___ DATA IN THIS EXERCISE

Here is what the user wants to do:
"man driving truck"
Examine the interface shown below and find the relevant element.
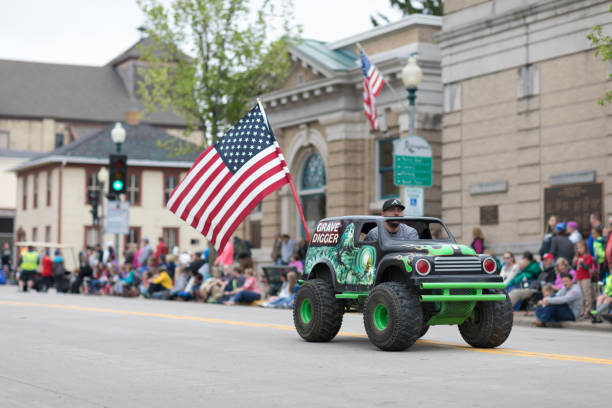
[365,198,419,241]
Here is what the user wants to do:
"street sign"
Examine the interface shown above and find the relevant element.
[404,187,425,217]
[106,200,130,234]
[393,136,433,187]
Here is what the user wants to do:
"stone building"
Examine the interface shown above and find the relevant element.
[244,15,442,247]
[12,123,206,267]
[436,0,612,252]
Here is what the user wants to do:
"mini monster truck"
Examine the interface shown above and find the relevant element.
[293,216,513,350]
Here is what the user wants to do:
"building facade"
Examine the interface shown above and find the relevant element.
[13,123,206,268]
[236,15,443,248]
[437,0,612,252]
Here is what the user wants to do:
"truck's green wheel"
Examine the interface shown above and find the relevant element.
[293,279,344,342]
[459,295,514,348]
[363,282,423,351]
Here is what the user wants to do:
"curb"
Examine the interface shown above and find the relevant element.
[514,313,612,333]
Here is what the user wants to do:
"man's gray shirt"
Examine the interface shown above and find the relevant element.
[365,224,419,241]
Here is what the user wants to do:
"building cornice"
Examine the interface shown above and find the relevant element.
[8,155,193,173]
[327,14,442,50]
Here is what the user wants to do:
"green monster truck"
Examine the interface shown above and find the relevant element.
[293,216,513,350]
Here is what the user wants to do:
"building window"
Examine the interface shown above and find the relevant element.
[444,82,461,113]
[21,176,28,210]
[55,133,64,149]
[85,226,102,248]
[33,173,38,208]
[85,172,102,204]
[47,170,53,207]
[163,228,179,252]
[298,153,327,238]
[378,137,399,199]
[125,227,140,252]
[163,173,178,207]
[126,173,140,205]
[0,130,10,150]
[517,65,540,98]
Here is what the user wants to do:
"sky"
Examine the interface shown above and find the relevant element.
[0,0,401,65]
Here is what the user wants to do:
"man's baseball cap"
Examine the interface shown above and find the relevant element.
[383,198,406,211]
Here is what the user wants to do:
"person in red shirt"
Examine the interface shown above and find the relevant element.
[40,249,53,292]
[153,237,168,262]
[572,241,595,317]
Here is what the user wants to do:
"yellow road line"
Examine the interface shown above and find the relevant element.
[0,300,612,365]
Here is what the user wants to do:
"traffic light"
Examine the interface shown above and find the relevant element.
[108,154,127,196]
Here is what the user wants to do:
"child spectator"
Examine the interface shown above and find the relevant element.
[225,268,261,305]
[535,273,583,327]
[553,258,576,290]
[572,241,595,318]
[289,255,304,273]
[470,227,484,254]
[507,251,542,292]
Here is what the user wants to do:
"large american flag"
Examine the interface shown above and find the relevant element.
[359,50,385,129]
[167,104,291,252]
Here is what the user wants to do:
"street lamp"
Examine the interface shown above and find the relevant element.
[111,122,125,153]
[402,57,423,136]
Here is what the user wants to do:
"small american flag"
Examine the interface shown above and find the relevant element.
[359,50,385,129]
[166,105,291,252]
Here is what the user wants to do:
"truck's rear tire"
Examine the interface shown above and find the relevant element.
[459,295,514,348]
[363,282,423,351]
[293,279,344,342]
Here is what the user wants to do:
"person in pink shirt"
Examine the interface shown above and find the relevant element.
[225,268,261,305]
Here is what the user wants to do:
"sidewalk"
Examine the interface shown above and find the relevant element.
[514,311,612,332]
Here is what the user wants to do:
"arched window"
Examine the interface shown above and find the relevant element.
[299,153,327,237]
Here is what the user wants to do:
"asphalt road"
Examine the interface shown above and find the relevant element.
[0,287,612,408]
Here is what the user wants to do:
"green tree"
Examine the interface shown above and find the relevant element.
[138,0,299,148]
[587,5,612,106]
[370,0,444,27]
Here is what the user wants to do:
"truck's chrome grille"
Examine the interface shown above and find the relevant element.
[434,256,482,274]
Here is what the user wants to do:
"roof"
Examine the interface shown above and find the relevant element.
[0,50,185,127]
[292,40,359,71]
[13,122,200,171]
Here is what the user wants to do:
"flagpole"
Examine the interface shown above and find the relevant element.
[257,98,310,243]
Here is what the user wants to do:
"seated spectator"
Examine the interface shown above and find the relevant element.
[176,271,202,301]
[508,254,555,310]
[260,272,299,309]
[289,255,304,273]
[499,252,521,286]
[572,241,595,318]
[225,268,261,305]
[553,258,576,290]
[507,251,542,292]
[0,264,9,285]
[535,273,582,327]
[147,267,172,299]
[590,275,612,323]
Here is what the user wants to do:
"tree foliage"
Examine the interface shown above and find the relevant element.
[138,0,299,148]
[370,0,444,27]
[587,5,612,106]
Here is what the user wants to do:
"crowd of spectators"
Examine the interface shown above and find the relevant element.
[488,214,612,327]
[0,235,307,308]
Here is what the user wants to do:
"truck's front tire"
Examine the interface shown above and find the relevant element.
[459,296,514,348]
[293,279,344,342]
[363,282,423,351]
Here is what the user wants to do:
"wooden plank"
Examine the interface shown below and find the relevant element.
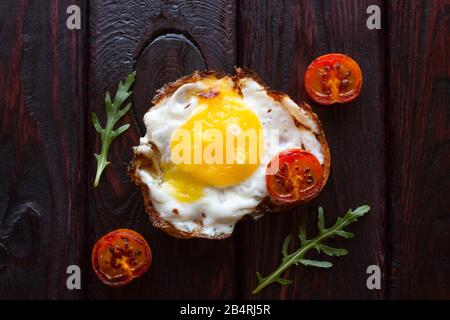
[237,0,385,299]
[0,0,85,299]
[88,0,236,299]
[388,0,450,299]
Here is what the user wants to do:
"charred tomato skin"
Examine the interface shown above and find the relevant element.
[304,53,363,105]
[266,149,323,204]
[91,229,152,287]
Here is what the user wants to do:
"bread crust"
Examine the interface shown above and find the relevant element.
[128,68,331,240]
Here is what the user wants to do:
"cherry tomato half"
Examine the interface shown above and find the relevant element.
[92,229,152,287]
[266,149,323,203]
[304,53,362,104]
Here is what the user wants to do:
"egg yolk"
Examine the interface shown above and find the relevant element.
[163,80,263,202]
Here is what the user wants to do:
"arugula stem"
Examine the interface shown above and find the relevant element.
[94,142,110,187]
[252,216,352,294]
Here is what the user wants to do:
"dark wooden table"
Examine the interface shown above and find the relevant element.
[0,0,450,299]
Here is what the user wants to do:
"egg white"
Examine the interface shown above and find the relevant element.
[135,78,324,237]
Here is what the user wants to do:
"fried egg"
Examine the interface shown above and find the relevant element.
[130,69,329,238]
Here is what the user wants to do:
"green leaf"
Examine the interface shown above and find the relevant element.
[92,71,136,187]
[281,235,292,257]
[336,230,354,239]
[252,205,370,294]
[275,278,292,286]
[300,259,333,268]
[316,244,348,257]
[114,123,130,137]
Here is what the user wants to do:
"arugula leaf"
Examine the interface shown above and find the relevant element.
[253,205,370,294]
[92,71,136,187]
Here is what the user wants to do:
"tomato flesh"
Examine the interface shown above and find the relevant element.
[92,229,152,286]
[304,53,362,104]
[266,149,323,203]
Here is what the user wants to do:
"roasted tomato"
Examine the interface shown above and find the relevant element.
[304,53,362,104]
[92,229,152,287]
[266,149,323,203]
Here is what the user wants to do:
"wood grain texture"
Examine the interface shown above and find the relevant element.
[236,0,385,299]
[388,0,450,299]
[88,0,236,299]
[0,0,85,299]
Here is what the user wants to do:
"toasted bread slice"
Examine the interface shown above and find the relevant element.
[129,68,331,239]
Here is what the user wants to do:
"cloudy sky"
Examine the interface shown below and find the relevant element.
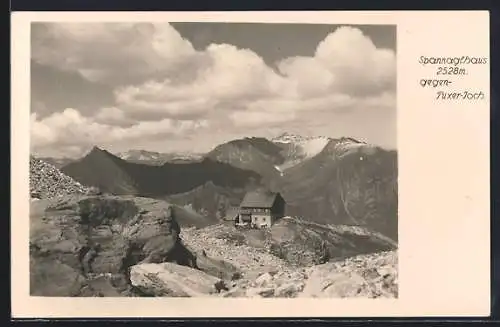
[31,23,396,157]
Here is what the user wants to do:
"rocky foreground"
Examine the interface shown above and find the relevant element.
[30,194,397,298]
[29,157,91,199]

______
___ DATA IN THIS EXERCISE

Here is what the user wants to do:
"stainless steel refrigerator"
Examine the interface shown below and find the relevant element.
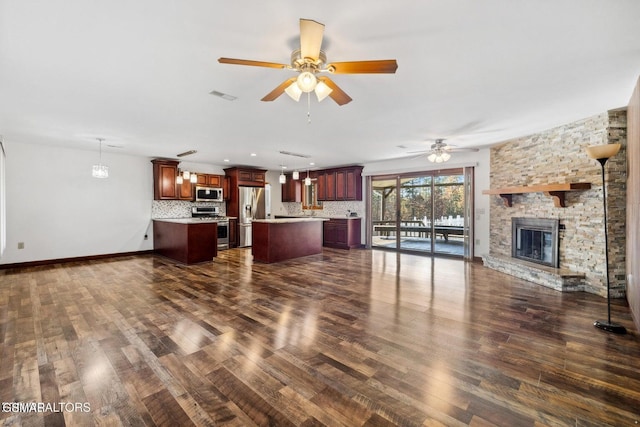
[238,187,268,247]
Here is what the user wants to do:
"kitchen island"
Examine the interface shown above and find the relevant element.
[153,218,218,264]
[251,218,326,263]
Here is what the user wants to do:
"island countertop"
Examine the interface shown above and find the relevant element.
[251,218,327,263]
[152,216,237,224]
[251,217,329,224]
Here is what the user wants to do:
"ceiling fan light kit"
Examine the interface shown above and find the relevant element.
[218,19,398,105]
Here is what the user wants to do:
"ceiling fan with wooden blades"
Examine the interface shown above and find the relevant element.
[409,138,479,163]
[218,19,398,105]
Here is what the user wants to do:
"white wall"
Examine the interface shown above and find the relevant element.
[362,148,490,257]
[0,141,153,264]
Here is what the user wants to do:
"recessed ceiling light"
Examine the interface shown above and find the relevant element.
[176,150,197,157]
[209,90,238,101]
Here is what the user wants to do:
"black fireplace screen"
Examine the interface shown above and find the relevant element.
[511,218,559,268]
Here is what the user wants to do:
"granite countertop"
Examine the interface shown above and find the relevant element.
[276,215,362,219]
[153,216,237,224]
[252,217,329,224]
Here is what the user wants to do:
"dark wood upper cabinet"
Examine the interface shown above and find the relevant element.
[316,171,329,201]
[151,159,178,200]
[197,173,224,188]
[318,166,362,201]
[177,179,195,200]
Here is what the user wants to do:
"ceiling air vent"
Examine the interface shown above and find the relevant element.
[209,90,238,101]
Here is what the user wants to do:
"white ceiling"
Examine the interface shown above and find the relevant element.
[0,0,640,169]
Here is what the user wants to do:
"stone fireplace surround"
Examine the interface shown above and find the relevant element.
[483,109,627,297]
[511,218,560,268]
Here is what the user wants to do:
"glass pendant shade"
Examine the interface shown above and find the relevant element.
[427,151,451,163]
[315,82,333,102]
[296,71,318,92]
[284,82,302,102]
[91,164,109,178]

______

_WHAT IS REQUIRED_
Extract every line in the records that contains the word "stone", and copy each one in full.

_SOLUTION_
"stone building"
"stone fireplace surround"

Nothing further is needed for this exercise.